Work to do: Pick out every line of the data that contains the word "white" and copy each one. Treat case as significant.

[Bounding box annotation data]
▶

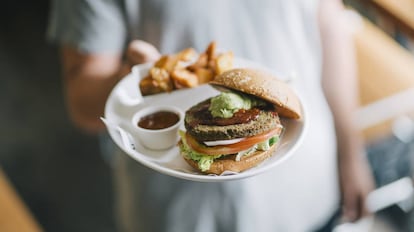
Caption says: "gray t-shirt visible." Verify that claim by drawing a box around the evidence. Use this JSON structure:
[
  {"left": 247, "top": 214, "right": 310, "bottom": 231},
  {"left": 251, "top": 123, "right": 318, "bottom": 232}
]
[{"left": 49, "top": 0, "right": 339, "bottom": 232}]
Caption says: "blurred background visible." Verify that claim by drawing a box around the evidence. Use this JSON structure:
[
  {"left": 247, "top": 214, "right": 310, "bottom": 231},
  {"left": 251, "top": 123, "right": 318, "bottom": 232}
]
[{"left": 0, "top": 0, "right": 414, "bottom": 232}]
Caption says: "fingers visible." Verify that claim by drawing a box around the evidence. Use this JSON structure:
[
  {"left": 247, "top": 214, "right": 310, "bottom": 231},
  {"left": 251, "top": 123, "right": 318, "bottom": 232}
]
[{"left": 126, "top": 40, "right": 161, "bottom": 65}]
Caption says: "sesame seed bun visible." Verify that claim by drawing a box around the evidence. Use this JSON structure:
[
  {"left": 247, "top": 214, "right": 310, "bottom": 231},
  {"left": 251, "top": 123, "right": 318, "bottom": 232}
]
[
  {"left": 209, "top": 68, "right": 302, "bottom": 119},
  {"left": 183, "top": 143, "right": 277, "bottom": 175}
]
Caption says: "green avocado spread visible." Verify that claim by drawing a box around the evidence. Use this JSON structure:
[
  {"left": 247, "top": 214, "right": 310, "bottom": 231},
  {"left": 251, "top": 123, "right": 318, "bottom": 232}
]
[{"left": 208, "top": 92, "right": 264, "bottom": 118}]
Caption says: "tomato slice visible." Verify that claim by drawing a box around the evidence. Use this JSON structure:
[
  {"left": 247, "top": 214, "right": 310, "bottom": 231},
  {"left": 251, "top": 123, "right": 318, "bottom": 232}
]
[{"left": 185, "top": 127, "right": 282, "bottom": 155}]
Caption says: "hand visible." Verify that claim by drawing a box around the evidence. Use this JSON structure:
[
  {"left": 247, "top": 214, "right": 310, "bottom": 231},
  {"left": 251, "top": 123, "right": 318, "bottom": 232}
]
[{"left": 339, "top": 153, "right": 374, "bottom": 221}]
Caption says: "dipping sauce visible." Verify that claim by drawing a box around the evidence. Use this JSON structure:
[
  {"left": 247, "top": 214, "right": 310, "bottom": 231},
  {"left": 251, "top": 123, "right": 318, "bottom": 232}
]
[{"left": 138, "top": 111, "right": 180, "bottom": 130}]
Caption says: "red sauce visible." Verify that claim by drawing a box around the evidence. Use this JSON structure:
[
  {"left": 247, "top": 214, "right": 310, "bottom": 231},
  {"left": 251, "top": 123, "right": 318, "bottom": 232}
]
[{"left": 138, "top": 111, "right": 180, "bottom": 130}]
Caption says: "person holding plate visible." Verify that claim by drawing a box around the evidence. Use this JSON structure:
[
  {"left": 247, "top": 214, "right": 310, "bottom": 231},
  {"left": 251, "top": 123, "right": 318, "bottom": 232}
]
[{"left": 48, "top": 0, "right": 373, "bottom": 232}]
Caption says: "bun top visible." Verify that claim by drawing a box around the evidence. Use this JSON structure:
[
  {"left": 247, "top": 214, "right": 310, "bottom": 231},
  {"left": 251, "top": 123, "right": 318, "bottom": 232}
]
[{"left": 209, "top": 68, "right": 302, "bottom": 119}]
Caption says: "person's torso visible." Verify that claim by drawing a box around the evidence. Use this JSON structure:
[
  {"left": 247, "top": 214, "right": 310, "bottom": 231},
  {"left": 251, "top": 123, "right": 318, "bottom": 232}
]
[{"left": 117, "top": 0, "right": 338, "bottom": 231}]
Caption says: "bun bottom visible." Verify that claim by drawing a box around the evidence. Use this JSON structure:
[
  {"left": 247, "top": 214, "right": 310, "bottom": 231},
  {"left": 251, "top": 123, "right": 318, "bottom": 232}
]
[{"left": 183, "top": 143, "right": 277, "bottom": 175}]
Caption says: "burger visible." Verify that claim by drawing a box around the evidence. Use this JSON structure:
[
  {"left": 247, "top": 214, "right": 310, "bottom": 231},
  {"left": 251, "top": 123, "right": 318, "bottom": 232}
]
[{"left": 178, "top": 69, "right": 301, "bottom": 175}]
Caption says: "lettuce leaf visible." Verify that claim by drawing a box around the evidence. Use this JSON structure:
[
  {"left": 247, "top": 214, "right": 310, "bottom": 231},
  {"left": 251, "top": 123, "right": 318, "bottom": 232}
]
[{"left": 179, "top": 130, "right": 222, "bottom": 172}]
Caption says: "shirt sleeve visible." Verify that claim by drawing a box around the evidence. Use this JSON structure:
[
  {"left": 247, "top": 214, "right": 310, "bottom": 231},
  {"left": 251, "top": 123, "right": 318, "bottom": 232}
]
[{"left": 47, "top": 0, "right": 127, "bottom": 53}]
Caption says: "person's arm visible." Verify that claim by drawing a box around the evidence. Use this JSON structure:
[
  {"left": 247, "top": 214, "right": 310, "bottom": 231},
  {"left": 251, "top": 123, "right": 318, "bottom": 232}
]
[
  {"left": 61, "top": 41, "right": 159, "bottom": 133},
  {"left": 319, "top": 0, "right": 373, "bottom": 221}
]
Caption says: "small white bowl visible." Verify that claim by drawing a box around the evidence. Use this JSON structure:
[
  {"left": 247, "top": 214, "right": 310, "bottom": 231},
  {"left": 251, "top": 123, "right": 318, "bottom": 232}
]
[{"left": 132, "top": 106, "right": 184, "bottom": 150}]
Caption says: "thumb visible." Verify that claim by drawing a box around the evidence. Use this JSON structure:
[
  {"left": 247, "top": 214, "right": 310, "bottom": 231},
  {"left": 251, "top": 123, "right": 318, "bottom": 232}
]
[
  {"left": 342, "top": 189, "right": 358, "bottom": 222},
  {"left": 126, "top": 40, "right": 161, "bottom": 65}
]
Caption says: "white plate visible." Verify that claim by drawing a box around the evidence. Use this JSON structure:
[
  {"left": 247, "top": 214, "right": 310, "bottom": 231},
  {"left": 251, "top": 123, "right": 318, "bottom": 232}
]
[{"left": 105, "top": 59, "right": 307, "bottom": 182}]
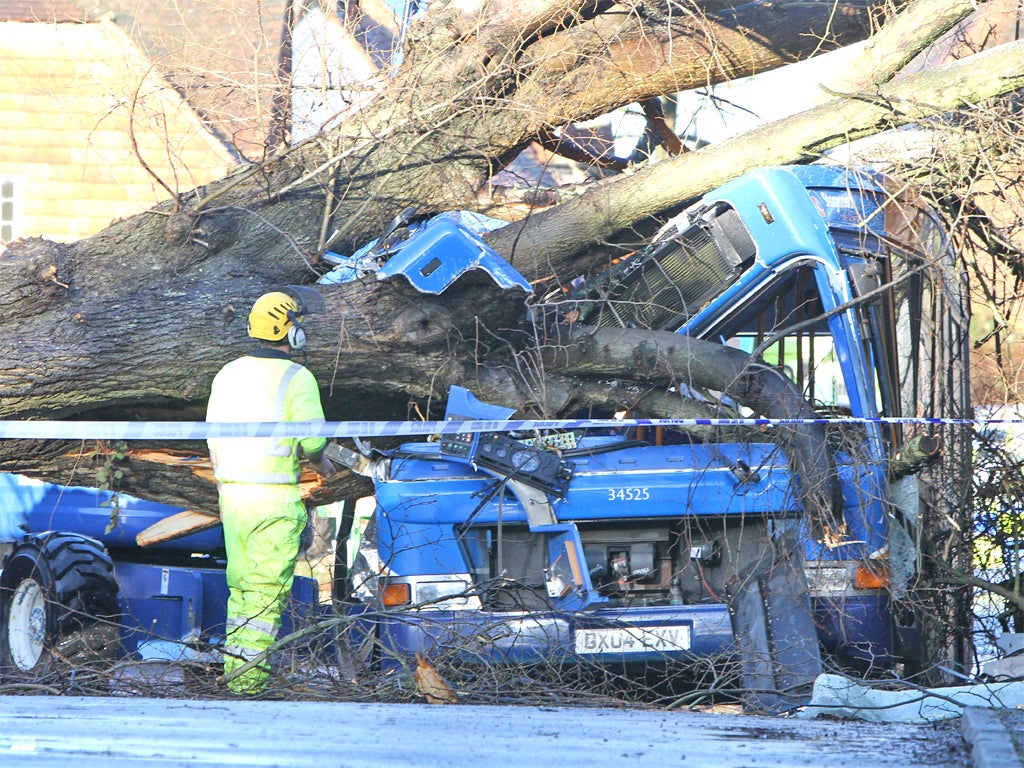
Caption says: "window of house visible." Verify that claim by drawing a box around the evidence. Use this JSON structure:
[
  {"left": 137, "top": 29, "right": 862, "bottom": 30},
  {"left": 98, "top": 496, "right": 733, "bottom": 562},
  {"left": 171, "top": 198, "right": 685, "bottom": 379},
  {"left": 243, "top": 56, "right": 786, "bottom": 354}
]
[{"left": 0, "top": 176, "right": 23, "bottom": 243}]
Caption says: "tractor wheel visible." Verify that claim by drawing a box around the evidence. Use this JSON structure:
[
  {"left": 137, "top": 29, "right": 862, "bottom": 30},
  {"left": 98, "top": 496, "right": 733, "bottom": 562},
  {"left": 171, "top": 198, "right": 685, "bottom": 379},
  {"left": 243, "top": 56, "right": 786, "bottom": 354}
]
[{"left": 0, "top": 534, "right": 121, "bottom": 679}]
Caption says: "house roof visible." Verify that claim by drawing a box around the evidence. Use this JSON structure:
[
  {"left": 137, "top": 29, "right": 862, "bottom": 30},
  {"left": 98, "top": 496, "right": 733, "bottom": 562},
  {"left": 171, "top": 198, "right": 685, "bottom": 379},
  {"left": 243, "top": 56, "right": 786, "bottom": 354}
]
[{"left": 0, "top": 6, "right": 238, "bottom": 241}]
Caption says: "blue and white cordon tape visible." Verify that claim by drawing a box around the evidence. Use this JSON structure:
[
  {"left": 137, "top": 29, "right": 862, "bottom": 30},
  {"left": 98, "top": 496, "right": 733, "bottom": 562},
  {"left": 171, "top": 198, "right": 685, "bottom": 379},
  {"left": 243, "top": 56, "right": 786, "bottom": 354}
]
[{"left": 0, "top": 417, "right": 995, "bottom": 440}]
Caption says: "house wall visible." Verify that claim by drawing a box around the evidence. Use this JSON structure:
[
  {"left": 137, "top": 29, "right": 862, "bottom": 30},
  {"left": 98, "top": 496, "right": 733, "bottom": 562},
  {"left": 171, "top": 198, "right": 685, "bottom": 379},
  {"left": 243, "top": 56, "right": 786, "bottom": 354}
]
[{"left": 0, "top": 22, "right": 238, "bottom": 242}]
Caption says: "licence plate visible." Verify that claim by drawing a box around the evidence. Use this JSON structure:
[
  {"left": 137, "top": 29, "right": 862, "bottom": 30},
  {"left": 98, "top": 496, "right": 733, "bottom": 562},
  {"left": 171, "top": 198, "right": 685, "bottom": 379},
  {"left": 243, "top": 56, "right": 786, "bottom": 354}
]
[{"left": 572, "top": 625, "right": 690, "bottom": 654}]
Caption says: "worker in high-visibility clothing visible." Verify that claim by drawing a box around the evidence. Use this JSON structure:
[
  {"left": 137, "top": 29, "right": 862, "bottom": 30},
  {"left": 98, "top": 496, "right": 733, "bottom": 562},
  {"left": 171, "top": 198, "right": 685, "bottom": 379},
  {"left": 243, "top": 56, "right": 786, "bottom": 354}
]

◀

Response to this task:
Caption says: "small white bowl visible." Verify that claim by drawing a box around the evidence. Use this JSON structure:
Caption says: "white plate visible." Verify that claim by drawing a box around the evidence. Use this JSON structure:
Caption says: "blue and white cordon tape visible." Verify that claim by drawing a box around the evidence. Use this JSON structure:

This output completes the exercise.